■ **Kısa görev**:
Aşağıdaki pamuk tarlası işçileriyle ilgili metinden "Diyarbakır’ın Çınar ilçesinde" ile "çalıştığını ifade ediyor." arasındaki kısmı, bu iki ifade de dahil, harfi harfine çıkar.

■ **Okuma metni**:

------------------------------------

Diyarbakır’ın Çınar ilçesinde Buğday Pazarı’nda bulunan pamuk tarlasında sabah 06.00 akşam 18.00 mesaisiyle çalışanların çoğunluğunu 12-25 yaş arası çocuklar ve kadınlar oluşturuyor. Sabahın erken saatlerinden akşam geç saatlere kadar çapa yapan çocuklar ve kadınlar, tüm gün güneşin altında duruyor. 
 
‘Kadınların çalışabileceği başka alan yok’
 
Yıllardır tarlada çalışan Hediye Gündüz (23), tarlada çalışmak dışında bir yaşamı olmadığına işaret ediyor. Hediye, sabah gelip, akşam saatlerine kadar çapa yaptığını söyleyerek, bunu yapmak zorunda olduğunu ve geçimini böyle sağladığını dile getiriyor. İlçede kadınların çalışabileceği başka alanın bulunmadığını belirten Hediye, neredeyse tüm kadınların tarla işlerinde çalıştığını ifade ediyor.
 
‘Bugün ekmek götürebilecek miyiz’ derdindeyiz’
 
Günlüğü 70 liraya çalışan Hediye şöyle devam ediyor: “12 saat çalışıyoruz ama saatimiz 10 TL’ye bile tekabül etmiyor. Erkekler bizden daha az çalışıyorlar, neredeyse tüm işi kadınlar yapıyor. Çapa zamanı çapa yapıyoruz, ekin zamanı ekin yapıyoruz, toplama zamanı topluyoruz. 23 yaşındayım ama 23 yaşına gelene kadar tarla dışında bir yer görmedim. Kış aylarında daha az çalışıyoruz ama o da evde geçiyor. İlk zamanlar bir süre bu işi yapıp bırakacağımı düşünüyordum ama yıllardır çalışıyorum. Bu yıl kuraklık yüzünden de çok zorlanıyoruz. Emeğimizin karşılığını da zaten alamıyoruz. Birileri sofra donatırken biz ‘bugün ekmek götürebilecek miyiz’ derdindeyiz.”

------------------------------------

Bir etiketleme koleksiyonundan kayıtlar

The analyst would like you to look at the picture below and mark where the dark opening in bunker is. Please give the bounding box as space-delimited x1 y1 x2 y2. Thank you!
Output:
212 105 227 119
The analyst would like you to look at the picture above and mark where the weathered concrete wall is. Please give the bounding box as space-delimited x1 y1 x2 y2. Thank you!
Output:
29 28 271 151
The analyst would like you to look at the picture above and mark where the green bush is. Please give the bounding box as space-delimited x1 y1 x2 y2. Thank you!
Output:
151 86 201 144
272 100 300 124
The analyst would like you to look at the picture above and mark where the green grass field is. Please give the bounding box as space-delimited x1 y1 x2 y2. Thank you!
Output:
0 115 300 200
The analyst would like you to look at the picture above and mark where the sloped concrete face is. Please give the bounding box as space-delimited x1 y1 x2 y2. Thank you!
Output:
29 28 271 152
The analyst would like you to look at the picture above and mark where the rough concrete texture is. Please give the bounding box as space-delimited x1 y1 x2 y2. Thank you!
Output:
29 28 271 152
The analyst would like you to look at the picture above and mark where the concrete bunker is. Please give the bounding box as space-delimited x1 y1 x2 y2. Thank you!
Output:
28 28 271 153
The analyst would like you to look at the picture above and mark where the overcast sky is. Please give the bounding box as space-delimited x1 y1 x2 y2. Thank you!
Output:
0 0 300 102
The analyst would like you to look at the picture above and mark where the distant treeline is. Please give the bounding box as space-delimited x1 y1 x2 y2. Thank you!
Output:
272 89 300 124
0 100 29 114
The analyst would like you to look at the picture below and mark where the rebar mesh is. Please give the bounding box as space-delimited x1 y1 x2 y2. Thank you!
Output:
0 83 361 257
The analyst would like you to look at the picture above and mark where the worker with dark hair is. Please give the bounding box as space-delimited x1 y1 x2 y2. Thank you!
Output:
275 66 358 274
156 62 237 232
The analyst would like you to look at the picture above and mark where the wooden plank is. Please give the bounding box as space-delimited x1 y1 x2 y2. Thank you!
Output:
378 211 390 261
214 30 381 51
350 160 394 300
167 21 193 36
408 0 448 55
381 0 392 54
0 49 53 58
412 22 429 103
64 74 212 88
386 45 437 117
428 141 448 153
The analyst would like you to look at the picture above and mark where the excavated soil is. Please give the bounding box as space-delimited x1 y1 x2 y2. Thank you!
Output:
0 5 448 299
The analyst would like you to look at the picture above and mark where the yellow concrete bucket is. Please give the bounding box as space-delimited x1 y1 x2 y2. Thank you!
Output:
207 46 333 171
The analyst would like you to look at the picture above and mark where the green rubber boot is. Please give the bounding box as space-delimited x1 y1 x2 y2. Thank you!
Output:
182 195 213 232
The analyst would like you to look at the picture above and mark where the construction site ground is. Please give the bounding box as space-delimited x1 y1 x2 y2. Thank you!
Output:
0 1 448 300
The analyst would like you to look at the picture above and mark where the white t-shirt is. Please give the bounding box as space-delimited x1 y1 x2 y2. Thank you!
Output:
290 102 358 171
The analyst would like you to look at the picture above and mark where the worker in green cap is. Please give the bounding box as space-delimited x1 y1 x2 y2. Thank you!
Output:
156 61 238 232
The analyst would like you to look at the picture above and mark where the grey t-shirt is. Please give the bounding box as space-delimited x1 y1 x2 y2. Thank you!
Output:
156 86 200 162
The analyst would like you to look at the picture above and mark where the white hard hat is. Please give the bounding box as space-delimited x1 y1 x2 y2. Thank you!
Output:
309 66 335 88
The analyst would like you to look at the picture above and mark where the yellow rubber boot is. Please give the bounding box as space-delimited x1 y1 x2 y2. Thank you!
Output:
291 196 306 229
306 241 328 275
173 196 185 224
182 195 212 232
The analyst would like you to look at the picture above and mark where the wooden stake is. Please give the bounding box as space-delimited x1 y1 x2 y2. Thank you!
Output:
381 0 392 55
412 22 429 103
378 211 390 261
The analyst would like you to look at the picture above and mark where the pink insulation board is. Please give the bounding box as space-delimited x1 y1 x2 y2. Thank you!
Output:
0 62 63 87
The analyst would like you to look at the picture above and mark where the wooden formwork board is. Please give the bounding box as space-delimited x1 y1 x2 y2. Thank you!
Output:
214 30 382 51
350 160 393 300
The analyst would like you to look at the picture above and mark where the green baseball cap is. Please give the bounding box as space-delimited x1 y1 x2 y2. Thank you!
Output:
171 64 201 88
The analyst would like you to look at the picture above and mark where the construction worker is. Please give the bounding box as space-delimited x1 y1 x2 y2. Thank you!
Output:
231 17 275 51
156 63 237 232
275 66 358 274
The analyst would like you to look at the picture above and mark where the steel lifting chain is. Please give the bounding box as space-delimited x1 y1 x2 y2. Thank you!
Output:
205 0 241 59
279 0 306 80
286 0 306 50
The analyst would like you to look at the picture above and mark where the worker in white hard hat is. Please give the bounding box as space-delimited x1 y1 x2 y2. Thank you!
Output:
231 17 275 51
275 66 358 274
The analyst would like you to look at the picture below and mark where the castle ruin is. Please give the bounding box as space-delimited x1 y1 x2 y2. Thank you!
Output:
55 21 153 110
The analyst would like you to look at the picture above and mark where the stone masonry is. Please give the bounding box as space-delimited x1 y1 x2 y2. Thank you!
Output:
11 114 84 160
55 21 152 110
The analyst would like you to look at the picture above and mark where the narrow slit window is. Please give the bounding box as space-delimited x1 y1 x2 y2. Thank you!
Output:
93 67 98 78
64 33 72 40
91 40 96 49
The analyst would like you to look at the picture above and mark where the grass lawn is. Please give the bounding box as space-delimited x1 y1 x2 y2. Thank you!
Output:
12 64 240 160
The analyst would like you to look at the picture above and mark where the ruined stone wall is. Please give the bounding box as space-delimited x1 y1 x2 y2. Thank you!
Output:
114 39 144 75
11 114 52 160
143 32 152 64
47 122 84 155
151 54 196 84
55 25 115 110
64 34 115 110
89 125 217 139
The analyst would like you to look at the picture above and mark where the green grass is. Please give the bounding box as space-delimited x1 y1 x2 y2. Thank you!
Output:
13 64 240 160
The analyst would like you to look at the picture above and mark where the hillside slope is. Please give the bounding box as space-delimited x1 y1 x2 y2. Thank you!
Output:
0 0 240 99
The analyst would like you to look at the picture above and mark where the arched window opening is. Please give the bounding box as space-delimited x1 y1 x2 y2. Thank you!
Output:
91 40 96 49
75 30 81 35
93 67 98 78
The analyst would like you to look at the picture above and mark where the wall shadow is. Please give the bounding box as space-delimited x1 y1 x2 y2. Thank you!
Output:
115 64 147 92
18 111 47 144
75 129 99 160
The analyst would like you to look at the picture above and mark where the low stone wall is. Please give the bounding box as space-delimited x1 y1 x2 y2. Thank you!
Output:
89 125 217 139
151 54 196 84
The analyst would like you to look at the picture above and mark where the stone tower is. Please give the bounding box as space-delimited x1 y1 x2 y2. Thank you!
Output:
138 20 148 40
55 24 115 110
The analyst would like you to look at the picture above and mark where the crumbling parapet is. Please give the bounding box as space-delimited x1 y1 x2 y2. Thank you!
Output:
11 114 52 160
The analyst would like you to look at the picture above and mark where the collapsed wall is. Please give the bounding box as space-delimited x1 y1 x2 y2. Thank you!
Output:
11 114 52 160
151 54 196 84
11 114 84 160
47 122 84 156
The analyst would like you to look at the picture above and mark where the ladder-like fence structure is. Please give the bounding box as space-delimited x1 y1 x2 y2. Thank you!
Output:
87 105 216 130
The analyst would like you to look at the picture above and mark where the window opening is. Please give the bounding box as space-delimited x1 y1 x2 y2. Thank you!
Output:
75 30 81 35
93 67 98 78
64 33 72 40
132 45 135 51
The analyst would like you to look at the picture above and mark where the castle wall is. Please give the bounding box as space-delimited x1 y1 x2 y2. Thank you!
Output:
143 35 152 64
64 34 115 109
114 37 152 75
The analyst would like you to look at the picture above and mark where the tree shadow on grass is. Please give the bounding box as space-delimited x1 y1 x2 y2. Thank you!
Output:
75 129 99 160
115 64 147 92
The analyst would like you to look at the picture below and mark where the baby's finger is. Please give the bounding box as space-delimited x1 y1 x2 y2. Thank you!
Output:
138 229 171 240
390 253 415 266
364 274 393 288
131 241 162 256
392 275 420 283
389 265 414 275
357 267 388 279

------------------------------------

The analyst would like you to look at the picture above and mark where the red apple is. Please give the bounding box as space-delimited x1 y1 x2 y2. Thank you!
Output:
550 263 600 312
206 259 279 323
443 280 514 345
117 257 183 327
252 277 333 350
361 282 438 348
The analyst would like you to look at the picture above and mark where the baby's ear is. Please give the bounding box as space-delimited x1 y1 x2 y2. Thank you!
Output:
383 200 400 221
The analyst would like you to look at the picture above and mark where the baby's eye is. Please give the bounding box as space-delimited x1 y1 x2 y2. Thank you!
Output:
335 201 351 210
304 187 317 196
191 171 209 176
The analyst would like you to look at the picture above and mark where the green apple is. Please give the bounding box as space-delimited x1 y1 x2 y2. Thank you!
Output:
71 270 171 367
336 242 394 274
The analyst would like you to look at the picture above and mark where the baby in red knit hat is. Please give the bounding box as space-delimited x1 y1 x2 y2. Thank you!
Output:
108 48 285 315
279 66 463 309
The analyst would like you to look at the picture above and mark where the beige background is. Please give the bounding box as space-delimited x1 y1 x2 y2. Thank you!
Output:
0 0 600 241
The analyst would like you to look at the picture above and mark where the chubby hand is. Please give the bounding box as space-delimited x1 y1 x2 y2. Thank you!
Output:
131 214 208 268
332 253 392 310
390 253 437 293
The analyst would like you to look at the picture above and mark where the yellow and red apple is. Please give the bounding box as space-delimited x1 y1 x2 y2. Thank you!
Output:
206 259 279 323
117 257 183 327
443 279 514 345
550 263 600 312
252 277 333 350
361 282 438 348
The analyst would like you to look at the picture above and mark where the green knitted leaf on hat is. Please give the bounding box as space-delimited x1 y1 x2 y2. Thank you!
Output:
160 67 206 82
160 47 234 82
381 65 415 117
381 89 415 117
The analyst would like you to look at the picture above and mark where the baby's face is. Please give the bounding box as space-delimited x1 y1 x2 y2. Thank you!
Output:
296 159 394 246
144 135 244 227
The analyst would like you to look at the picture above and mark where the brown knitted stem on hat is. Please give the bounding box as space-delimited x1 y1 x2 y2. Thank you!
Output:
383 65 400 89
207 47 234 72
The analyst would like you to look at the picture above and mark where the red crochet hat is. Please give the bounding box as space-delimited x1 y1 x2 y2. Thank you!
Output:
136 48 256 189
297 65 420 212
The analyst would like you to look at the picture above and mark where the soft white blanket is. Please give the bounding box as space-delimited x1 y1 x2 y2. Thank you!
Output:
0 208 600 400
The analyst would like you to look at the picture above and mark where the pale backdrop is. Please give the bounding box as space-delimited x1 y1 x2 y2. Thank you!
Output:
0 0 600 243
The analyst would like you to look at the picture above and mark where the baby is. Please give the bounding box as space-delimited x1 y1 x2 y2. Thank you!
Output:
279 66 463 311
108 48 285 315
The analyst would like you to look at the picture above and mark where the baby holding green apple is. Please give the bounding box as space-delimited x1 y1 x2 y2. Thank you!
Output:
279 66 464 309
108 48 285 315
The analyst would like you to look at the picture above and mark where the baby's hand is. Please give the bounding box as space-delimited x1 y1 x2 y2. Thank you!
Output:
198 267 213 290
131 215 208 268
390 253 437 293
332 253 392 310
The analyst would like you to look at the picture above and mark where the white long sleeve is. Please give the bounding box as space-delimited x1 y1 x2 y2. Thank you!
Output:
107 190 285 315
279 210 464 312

------------------------------------

■ **Yanıt**:
Diyarbakır’ın Çınar ilçesinde Buğday Pazarı’nda bulunan pamuk tarlasında sabah 06.00 akşam 18.00 mesaisiyle çalışanların çoğunluğunu 12-25 yaş arası çocuklar ve kadınlar oluşturuyor. Sabahın erken saatlerinden akşam geç saatlere kadar çapa yapan çocuklar ve kadınlar, tüm gün güneşin altında duruyor. 
 
‘Kadınların çalışabileceği başka alan yok’
 
Yıllardır tarlada çalışan Hediye Gündüz (23), tarlada çalışmak dışında bir yaşamı olmadığına işaret ediyor. Hediye, sabah gelip, akşam saatlerine kadar çapa yaptığını söyleyerek, bunu yapmak zorunda olduğunu ve geçimini böyle sağladığını dile getiriyor. İlçede kadınların çalışabileceği başka alanın bulunmadığını belirten Hediye, neredeyse tüm kadınların tarla işlerinde çalıştığını ifade ediyor.